Text extract –
Secret Wars and No Accountability: 5 Reasons Why 2013 Is Already Year of the Drone
For a war-weary American public, President Barack Obama’s inaugural address last month sounded perfect. “A decade of war is now ending,” the president said. “We, the people, still believe that enduring security and lasting peace do not require perpetual war.”
But on that day, a much different--and more honest--message blared through ABC News and out of a U.S.-piloted unmanned aircraft: the drone war being waged in secret and without accountability was here to stay. It’s become clear that, a month and a half into 2013, this year will see the continued use of drone strikes around the world. You can already call 2013 another year of the drone, if not the year of the drone.
ABC News aired an interview that day with outgoing Secretary of Defense Leon Panetta. Asked by journalist Martha Raddatz whether the 2014 pullout of U.S. troops from Afghanistan would mean an increased reliance on drones, Panetta said: “I think that's reality. We've done that in Pakistan. We're doing it in Yemen and elsewhere. And I think the reality is it's going to be a continuing tool of national defense in the future.” Panetta further confirmed this grim reality in a February interview with Agence France Presse.

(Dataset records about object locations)
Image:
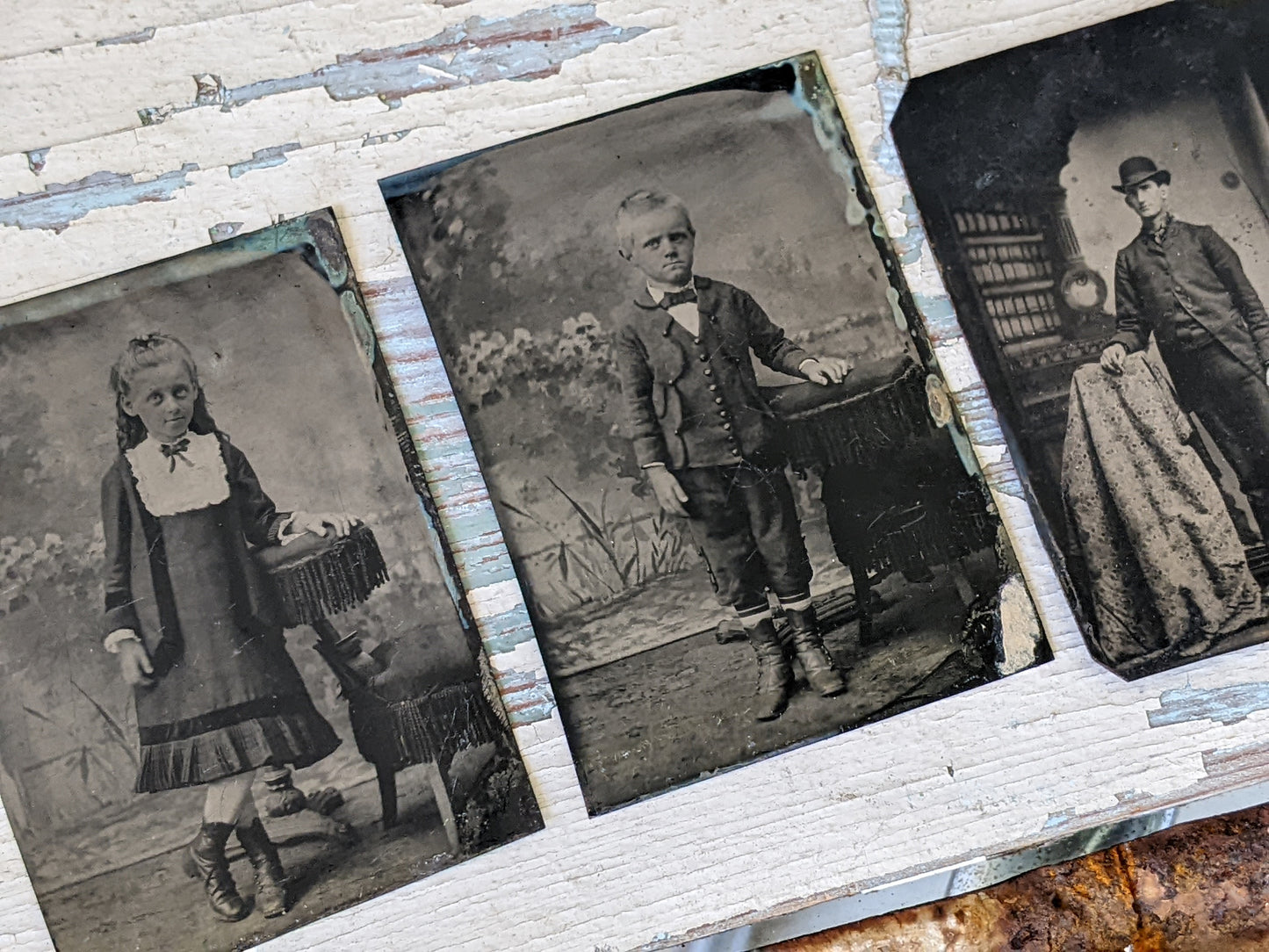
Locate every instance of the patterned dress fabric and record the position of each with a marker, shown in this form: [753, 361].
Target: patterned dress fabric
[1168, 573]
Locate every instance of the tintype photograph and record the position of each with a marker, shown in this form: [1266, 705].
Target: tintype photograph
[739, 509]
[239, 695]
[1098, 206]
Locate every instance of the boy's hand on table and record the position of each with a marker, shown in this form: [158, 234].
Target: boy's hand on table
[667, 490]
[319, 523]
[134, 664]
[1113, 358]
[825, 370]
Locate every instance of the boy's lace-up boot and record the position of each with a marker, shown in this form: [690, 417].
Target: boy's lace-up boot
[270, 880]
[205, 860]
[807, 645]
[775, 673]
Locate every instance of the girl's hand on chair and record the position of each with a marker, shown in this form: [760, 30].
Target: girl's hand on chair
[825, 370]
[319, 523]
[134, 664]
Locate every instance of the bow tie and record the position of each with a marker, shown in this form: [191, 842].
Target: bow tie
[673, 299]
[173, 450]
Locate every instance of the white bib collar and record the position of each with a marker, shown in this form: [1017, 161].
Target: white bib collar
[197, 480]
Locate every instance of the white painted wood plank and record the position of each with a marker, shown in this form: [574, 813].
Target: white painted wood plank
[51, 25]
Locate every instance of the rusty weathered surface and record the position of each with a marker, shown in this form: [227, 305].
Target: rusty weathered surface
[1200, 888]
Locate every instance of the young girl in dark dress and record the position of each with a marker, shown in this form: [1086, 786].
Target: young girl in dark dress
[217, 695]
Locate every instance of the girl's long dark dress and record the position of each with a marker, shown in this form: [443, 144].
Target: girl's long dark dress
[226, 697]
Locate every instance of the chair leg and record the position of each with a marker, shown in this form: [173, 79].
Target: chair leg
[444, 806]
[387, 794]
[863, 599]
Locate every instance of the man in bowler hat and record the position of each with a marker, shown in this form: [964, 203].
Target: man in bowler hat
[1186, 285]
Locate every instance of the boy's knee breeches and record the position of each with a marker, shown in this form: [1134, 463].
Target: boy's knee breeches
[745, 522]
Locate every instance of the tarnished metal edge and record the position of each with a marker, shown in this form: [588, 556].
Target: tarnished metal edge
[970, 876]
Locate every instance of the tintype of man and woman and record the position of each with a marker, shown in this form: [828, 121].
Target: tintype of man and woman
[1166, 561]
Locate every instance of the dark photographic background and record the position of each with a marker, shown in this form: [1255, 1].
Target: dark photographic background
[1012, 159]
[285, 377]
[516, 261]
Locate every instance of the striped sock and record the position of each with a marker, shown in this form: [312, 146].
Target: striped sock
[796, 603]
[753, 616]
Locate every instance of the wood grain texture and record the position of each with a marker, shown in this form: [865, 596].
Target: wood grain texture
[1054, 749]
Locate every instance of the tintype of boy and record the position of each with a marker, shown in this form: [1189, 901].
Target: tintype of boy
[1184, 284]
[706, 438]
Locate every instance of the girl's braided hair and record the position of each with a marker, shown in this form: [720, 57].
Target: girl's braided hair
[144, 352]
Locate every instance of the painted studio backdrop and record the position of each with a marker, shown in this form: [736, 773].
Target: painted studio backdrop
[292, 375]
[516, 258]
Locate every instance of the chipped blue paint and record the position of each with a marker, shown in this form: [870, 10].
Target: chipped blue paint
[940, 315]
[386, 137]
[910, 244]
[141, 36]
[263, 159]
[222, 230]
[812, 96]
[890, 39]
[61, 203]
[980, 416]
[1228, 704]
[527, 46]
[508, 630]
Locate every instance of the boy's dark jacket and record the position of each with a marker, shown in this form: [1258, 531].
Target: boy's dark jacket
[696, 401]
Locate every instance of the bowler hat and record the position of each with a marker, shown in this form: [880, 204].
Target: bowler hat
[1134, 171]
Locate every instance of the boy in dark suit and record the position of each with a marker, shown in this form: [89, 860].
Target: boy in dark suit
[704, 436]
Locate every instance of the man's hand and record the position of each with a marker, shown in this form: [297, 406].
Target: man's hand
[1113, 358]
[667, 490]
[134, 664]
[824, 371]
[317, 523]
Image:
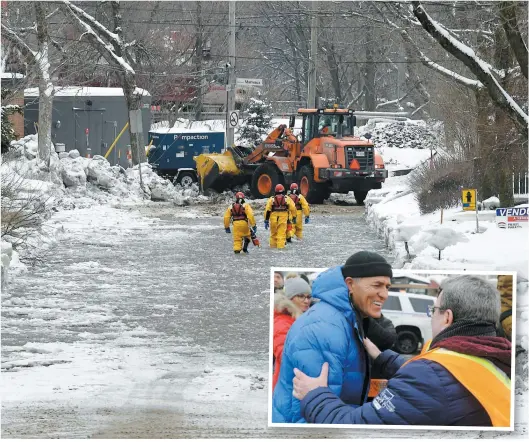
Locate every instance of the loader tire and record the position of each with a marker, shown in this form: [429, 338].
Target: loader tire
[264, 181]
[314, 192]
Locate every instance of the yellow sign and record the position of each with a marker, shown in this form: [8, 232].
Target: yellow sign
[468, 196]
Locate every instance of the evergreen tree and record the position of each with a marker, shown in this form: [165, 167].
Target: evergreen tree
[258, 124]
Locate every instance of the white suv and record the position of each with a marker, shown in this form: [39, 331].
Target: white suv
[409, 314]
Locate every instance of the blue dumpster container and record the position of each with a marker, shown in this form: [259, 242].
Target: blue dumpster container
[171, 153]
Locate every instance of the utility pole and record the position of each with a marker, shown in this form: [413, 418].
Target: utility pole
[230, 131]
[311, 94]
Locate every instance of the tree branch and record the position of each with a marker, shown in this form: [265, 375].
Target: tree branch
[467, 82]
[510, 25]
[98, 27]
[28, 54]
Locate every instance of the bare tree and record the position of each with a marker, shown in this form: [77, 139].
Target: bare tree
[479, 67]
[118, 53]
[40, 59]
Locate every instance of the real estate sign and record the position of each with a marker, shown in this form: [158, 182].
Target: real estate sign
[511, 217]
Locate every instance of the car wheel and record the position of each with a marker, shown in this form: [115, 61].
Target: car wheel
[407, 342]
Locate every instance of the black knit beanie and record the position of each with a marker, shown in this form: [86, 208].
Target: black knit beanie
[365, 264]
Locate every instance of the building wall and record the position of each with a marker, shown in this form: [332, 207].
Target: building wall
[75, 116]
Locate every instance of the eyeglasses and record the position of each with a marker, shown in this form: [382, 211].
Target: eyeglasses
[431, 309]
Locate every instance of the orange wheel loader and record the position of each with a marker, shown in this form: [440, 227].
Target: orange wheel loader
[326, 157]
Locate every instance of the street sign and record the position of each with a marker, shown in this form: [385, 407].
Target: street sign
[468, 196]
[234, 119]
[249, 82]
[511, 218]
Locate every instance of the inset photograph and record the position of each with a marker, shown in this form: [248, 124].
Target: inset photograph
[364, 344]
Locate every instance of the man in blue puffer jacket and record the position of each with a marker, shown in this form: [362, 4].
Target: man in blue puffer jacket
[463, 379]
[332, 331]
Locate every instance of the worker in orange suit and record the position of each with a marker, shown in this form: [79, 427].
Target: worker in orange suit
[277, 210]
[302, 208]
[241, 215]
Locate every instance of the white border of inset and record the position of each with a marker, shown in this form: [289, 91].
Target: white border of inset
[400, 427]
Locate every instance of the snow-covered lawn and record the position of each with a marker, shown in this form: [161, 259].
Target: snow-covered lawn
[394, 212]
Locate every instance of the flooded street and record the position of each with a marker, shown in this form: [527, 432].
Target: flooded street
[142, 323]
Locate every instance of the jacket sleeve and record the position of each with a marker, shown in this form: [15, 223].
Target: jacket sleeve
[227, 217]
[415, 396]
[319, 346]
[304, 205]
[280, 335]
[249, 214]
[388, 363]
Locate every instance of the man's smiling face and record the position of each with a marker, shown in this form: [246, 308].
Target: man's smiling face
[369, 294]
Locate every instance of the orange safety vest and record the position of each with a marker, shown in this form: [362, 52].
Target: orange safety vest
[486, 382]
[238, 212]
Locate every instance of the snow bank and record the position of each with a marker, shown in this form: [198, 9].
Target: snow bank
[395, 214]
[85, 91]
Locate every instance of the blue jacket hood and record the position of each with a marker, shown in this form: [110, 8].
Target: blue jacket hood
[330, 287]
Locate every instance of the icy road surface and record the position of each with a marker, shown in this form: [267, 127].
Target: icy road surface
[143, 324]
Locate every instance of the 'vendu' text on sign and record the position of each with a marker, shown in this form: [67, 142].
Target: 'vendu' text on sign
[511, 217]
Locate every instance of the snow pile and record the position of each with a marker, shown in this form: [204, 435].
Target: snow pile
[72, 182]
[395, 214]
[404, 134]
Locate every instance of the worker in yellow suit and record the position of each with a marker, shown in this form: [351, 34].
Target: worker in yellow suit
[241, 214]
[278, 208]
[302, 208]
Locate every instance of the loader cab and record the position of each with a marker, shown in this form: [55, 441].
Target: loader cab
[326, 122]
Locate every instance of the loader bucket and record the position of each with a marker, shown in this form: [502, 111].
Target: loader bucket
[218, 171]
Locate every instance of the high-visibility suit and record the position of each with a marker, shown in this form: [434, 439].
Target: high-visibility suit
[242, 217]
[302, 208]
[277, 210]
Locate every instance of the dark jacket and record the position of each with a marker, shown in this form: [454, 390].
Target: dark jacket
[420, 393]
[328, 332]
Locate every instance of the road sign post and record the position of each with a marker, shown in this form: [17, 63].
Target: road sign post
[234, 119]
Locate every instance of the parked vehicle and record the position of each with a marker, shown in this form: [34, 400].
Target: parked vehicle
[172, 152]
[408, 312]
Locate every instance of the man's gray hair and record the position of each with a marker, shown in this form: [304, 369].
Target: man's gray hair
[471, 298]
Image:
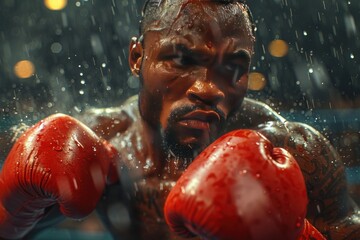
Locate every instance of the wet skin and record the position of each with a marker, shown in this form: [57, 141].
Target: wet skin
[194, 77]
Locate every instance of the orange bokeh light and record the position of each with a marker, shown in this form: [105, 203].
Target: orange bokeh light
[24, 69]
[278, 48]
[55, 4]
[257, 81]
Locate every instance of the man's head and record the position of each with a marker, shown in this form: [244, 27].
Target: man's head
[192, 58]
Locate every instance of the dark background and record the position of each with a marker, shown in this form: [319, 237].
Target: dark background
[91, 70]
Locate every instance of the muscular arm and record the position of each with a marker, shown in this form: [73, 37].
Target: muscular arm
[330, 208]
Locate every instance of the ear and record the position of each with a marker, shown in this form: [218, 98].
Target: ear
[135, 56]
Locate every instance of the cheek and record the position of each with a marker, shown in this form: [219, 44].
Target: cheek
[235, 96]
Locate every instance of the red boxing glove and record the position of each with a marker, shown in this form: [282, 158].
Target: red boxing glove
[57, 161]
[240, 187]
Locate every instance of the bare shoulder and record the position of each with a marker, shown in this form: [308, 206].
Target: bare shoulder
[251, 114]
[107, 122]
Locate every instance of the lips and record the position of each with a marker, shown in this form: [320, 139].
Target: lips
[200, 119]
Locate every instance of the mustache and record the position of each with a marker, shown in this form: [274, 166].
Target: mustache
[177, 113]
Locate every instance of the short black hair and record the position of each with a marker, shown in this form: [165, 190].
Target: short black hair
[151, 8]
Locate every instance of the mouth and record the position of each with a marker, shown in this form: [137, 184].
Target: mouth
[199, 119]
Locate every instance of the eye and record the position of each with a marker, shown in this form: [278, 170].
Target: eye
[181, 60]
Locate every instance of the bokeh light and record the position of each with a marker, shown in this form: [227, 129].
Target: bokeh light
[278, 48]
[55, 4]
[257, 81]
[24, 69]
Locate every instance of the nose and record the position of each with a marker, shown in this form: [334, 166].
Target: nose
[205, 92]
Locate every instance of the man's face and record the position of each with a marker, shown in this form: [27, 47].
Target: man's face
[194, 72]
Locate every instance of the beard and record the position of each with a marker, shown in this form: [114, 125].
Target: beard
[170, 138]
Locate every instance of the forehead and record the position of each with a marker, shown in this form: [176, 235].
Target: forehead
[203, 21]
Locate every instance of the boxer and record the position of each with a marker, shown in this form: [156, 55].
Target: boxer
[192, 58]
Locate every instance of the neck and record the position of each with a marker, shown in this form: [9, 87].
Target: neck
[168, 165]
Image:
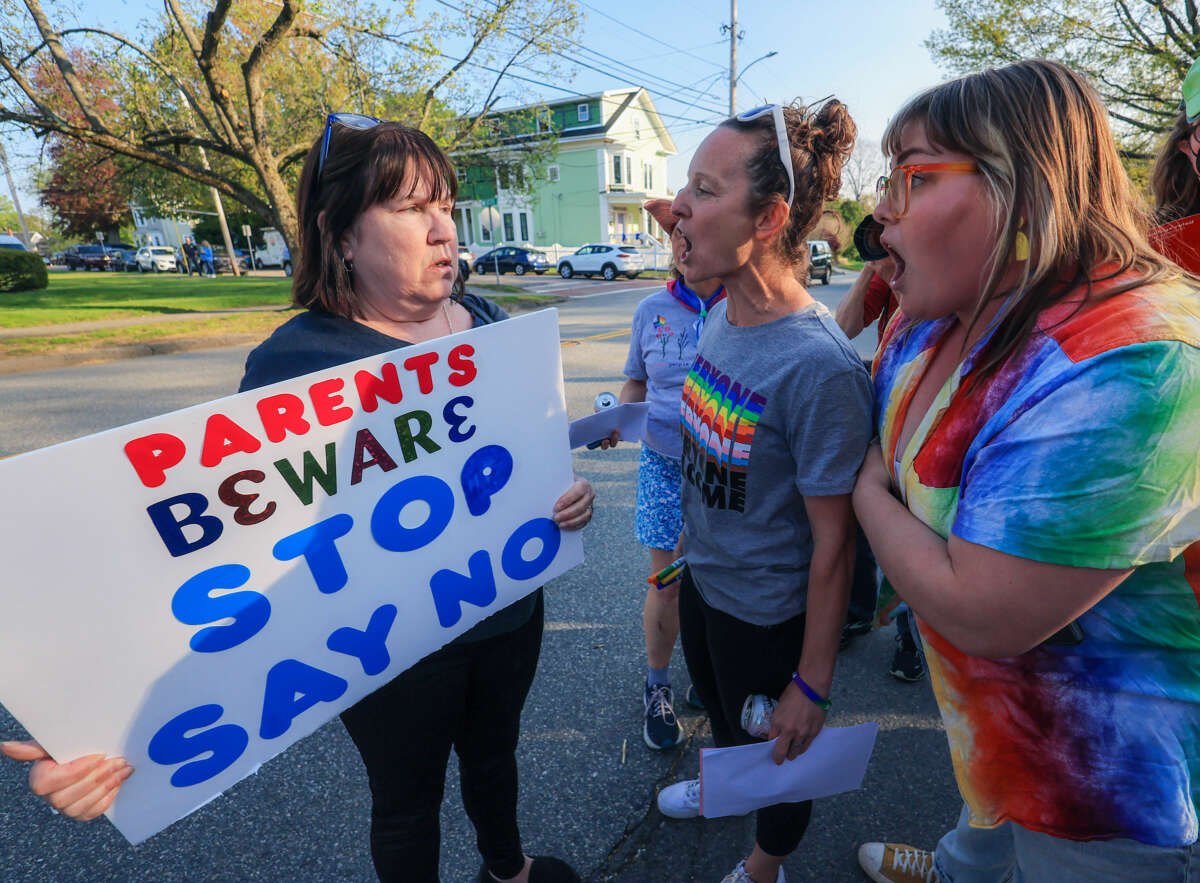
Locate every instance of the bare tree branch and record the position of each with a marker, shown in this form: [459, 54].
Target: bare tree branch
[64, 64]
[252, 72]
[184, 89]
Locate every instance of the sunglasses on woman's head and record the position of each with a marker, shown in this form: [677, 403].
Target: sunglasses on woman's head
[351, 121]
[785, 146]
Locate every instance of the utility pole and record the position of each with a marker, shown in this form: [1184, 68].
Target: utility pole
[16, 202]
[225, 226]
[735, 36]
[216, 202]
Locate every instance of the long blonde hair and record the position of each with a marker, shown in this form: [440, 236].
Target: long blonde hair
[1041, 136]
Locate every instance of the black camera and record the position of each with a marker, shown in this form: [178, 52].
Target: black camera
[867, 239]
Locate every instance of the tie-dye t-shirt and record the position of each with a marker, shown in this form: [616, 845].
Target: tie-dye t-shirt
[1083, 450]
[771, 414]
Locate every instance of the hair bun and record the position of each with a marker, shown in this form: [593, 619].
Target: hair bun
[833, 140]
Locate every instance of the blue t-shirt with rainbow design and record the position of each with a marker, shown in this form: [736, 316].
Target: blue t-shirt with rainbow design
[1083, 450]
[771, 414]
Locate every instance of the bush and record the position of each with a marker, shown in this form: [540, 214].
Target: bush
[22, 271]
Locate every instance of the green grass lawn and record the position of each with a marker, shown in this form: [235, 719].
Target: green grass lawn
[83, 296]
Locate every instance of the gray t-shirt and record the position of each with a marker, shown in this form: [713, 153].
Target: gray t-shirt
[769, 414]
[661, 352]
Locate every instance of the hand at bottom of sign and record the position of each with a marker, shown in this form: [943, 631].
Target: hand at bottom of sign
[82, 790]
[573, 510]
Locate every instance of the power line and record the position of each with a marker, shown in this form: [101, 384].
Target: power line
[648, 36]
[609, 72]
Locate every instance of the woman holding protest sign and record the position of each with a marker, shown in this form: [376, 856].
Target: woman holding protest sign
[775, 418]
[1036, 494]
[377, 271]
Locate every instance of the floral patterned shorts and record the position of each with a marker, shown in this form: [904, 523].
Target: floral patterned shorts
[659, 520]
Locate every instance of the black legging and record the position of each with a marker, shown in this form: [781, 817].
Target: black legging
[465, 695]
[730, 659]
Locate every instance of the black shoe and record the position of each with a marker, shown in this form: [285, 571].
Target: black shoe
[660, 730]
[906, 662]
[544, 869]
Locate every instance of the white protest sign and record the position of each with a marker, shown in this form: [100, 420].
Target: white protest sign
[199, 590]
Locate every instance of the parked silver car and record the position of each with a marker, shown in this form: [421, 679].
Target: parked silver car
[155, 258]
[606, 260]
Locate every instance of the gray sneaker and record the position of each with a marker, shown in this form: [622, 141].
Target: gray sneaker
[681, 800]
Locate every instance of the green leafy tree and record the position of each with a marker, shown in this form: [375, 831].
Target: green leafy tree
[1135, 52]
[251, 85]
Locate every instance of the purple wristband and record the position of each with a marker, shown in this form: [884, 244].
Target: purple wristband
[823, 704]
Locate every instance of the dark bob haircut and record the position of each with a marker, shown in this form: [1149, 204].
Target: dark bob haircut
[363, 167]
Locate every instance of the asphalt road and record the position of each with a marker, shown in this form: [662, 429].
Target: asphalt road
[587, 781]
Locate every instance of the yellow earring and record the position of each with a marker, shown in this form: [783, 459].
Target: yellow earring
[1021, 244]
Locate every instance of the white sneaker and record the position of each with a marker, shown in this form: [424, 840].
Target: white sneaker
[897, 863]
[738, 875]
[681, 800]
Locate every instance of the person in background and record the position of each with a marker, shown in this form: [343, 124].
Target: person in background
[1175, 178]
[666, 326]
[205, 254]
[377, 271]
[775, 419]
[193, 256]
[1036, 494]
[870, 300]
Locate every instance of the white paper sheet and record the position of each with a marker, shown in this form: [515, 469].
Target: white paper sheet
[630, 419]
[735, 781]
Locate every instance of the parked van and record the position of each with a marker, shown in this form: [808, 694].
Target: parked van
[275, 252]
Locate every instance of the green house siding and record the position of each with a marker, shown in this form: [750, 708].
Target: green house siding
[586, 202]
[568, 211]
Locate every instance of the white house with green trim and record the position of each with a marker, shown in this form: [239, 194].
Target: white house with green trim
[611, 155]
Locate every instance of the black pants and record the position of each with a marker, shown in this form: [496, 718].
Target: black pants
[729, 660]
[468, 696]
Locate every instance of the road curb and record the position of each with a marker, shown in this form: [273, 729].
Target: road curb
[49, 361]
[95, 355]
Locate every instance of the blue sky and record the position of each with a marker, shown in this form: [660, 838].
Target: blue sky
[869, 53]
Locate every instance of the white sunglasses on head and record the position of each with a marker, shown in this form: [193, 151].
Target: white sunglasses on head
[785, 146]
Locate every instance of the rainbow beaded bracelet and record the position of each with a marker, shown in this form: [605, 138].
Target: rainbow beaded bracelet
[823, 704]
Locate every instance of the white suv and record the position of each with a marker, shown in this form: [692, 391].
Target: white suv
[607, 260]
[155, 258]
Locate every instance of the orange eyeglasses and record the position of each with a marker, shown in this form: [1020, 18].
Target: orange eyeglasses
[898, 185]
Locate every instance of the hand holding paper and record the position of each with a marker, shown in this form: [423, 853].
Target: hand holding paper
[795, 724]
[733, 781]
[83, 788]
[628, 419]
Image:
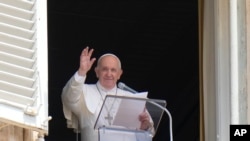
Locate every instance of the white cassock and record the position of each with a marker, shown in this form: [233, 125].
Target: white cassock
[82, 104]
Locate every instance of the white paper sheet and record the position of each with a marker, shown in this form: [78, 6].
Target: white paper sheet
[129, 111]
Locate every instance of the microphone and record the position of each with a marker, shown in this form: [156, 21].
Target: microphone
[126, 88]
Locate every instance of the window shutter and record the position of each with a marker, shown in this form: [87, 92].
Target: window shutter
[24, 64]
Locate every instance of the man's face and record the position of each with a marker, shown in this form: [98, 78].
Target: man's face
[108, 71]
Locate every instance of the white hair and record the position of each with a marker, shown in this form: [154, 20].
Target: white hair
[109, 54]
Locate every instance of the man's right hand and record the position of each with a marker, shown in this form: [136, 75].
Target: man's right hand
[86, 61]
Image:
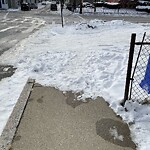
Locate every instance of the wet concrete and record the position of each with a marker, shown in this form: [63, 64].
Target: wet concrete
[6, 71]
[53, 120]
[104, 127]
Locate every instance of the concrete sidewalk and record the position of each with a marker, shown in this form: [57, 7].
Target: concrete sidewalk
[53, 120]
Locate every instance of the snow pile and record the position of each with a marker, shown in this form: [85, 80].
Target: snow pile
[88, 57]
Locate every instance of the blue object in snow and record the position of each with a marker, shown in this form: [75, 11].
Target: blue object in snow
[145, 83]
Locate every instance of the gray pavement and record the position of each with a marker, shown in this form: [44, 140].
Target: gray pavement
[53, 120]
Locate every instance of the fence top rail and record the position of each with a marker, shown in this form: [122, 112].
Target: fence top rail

Tasks for this exercise –
• 1. Name every person mentioned by name in the text about the drone war.
• 2. Carry on the text about the drone war, starting right after its final sentence.

Solved tasks –
• 1. Barack Obama, Leon Panetta, Martha Raddatz

• 2.
Additionally, the U.S. carried out a drone strike in Yemen on Inauguration Day, allegedly killing “four suspected al Qaeda militants,” although it’s impossible to say who exactly was killed, given that the U.S. does not publicly confirm strikes or keep track of civilian casualties.
The confirmation hearing for CIA director-to-be John Brennan and the disclosure of a memo justifying the assassination of American citizens has sparked even further discussion of drone policy and the covert war the Obama administration is waging.
Here are five reason why it's clear that 2013 will be an important year for U.S. drone policy.
1. Escalation in Drone Attacks
The slight decrease in drone strikes in 2012 was nothing but “a fluke,” as Antiwar.com’s Jason Ditz writes. This year has already seen an escalation in the amount of drone attacks carried out in Pakistan and Yemen.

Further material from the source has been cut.